=== What is expected ===
The data must be written out once more, precisely as given.

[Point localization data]
===============

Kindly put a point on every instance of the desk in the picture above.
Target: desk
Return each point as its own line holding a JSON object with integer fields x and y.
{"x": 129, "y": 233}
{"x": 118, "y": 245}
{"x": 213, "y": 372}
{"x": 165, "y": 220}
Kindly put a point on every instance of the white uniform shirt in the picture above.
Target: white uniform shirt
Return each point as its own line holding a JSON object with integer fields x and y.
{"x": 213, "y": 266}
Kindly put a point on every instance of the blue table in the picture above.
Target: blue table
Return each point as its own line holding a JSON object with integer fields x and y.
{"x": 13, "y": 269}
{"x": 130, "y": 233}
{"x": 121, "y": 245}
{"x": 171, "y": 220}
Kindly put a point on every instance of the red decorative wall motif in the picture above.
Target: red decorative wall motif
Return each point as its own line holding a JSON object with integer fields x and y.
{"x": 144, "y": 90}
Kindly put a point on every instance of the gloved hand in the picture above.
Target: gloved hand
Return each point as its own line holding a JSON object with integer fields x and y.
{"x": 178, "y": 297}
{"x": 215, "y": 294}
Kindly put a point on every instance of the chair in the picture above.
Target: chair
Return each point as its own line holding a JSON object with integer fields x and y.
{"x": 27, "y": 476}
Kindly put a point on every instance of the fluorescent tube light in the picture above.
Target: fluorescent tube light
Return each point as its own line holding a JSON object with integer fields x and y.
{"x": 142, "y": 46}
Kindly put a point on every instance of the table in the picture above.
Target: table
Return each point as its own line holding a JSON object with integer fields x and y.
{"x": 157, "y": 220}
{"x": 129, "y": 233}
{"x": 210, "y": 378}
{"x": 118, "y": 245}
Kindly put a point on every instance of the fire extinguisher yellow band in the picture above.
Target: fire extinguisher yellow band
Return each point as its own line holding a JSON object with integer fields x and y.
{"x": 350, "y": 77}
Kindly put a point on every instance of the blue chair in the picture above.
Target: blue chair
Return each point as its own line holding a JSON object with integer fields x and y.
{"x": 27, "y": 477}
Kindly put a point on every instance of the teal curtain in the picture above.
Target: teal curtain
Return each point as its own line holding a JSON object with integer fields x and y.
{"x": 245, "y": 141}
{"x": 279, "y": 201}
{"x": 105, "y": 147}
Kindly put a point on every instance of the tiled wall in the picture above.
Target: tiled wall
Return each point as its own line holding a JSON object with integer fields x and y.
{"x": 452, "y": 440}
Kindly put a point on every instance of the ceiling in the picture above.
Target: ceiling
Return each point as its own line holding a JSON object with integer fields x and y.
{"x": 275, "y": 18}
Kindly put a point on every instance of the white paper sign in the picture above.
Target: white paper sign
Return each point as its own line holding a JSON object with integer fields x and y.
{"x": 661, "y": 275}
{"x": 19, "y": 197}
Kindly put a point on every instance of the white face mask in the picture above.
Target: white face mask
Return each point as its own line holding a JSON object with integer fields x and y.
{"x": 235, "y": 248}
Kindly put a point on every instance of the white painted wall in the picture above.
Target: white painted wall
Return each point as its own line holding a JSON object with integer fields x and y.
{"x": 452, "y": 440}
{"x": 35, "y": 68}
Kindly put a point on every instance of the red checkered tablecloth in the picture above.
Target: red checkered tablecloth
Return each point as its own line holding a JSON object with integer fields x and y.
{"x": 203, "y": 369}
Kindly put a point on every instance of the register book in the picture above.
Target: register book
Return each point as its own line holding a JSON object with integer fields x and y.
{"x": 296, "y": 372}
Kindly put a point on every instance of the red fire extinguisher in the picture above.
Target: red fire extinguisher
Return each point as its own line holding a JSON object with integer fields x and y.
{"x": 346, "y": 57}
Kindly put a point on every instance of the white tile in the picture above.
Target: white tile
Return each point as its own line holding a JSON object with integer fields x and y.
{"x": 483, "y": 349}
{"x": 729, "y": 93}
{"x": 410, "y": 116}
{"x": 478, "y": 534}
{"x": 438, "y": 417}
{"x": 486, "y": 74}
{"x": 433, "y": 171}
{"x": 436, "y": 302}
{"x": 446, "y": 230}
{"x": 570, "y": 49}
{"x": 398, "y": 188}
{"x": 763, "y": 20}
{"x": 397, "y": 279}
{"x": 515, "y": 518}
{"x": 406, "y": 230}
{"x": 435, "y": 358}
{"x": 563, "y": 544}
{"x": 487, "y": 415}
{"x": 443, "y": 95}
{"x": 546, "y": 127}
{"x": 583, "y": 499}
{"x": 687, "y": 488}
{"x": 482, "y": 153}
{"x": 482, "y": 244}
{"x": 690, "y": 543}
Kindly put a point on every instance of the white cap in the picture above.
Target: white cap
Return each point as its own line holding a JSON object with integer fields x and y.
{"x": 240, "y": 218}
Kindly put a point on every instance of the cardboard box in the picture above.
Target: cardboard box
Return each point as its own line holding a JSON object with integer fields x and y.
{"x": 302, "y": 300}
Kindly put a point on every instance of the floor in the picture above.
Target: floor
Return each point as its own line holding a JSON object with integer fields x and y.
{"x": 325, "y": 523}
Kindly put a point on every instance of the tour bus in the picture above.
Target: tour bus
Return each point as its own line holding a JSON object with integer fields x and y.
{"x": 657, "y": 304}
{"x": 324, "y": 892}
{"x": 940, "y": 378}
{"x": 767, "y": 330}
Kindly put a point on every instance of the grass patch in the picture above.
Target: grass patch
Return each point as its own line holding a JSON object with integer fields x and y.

===============

=== Final answer ===
Kindly put a point on every instance of the desk in the picture above.
Target: desk
Return each point as its own line holding a JSON object with integer fields x and y.
{"x": 129, "y": 233}
{"x": 118, "y": 245}
{"x": 213, "y": 372}
{"x": 165, "y": 220}
Kindly put a point on every instance of the white uniform shirt in the picture above.
Target: white uniform shirt
Return each point as its own line holding a JSON object with integer fields x and y.
{"x": 213, "y": 266}
Kindly put a point on every instance of the blue table in the picture above.
Target: blue table
Return each point as its own line holding a JSON object with integer fields x and y.
{"x": 13, "y": 269}
{"x": 130, "y": 233}
{"x": 121, "y": 245}
{"x": 171, "y": 220}
Kindly put a point on every instance of the red decorative wall motif in the picture above.
Target: red decorative wall motif
Return each point as its own line holding a JSON object with integer fields x and y.
{"x": 144, "y": 90}
Kindly put a point on every instance of the gloved hand in the picture above.
Target: gloved hand
Return each point as its own line holding a JSON object with integer fields x and y.
{"x": 178, "y": 297}
{"x": 215, "y": 294}
Kindly put a point on every instance of the chair in the picture above.
Target: chair
Return each point as its own line holding a JSON object with integer fields x and y.
{"x": 27, "y": 476}
Kindly put a point on every instance of the fluorescent tube light in the picture above.
Target: fluorescent tube light
Return each point as its own line holding a JSON object with integer fields x and y.
{"x": 142, "y": 46}
Kindly put a point on every instance of the table in the picture above.
Target: table
Return each point as its own line holding a JSON object with integer fields x and y.
{"x": 157, "y": 220}
{"x": 129, "y": 233}
{"x": 210, "y": 378}
{"x": 118, "y": 245}
Kindly put a point on every instance of the fire extinguisher yellow band in the picture above.
Target: fire extinguisher yellow band
Return each point as its own line holding a JSON object with integer fields x and y.
{"x": 350, "y": 77}
Kindly put a point on every instance of the blue chair in the picture above.
Target: blue chair
Return each point as its own line holding a JSON object with integer fields x and y.
{"x": 27, "y": 477}
Kindly put a point on every instance of the teal curtain in the picture above.
Target: teal curtain
Return each point as its own line holding a JSON object with integer fields x and y.
{"x": 245, "y": 141}
{"x": 279, "y": 201}
{"x": 105, "y": 147}
Kindly put a point on every instance of the tiled wall in the picture above.
Target: tiled wall
Return each point as its own line holding a JSON object with integer fields x and y.
{"x": 452, "y": 440}
Kindly put a point on every instance of the ceiling in the picture above.
Target: ceiling
Return each point as its own line holding a JSON object with integer fields x and y.
{"x": 275, "y": 18}
Kindly put a point on every instance of the white paper sign in the picture above.
Target: white paper sign
Return each point as its own line holding a JSON object with integer fields x and y.
{"x": 661, "y": 275}
{"x": 19, "y": 197}
Kindly put a point on every instance of the white face mask in the picture above.
Target: white face mask
Return each point as its own line holding a JSON object with integer fields x and y.
{"x": 235, "y": 248}
Kindly put a point on every instance of the white painted wall in the picture above.
Target: white painted wall
Return each point as its own line holding a JSON object with integer fields x and y.
{"x": 452, "y": 440}
{"x": 35, "y": 68}
Kindly put a point on every instance of the red checkered tablecloth in the picture above.
Target: red checkered tablecloth
Return each point as its own line holding a JSON object with integer fields x and y.
{"x": 203, "y": 369}
Kindly put a point on every instance of the register book in the picture above.
Target: register book
Return each point as its own line holding a JSON object with integer fields x and y.
{"x": 296, "y": 372}
Kindly put a point on every instance of the red fire extinguisher in the picture above.
Target: red fire extinguisher
Return each point as its own line holding a JSON object with integer fields x and y.
{"x": 346, "y": 57}
Kindly put a point on every instance of the white tile in the picture above.
Target: white tile
Return each point as its own line holding a JSON object with integer fields x and y.
{"x": 483, "y": 349}
{"x": 729, "y": 93}
{"x": 410, "y": 116}
{"x": 478, "y": 534}
{"x": 438, "y": 417}
{"x": 486, "y": 74}
{"x": 433, "y": 171}
{"x": 436, "y": 302}
{"x": 446, "y": 230}
{"x": 570, "y": 49}
{"x": 398, "y": 188}
{"x": 763, "y": 20}
{"x": 397, "y": 279}
{"x": 515, "y": 518}
{"x": 406, "y": 230}
{"x": 435, "y": 358}
{"x": 563, "y": 544}
{"x": 487, "y": 415}
{"x": 443, "y": 95}
{"x": 546, "y": 127}
{"x": 583, "y": 499}
{"x": 687, "y": 488}
{"x": 482, "y": 153}
{"x": 482, "y": 244}
{"x": 690, "y": 543}
Kindly put a point on every instance of the white cap in the picture above.
Target: white cap
Return each point as its own line holding a JSON object with integer fields x and y.
{"x": 240, "y": 218}
Kindly put a point on every instance of the cardboard box in the picture above.
Target: cardboard box
Return each point as its own line holding a JSON object with integer fields x and y.
{"x": 302, "y": 300}
Kindly put a point on every instance of the floor in the picture above.
Target: floor
Return each point as its own line holding a JSON object with integer fields x and y.
{"x": 325, "y": 523}
Kindly put a point on every instance of the tour bus in the picture above.
Target: tour bus
Return each point as its own line holding a JSON object with integer fields x and y.
{"x": 657, "y": 304}
{"x": 324, "y": 892}
{"x": 940, "y": 378}
{"x": 767, "y": 330}
Kindly put a point on every instance of the grass patch in the picture above.
Target: grass patch
Return each point as its own line holding a JSON object with integer fields x and y.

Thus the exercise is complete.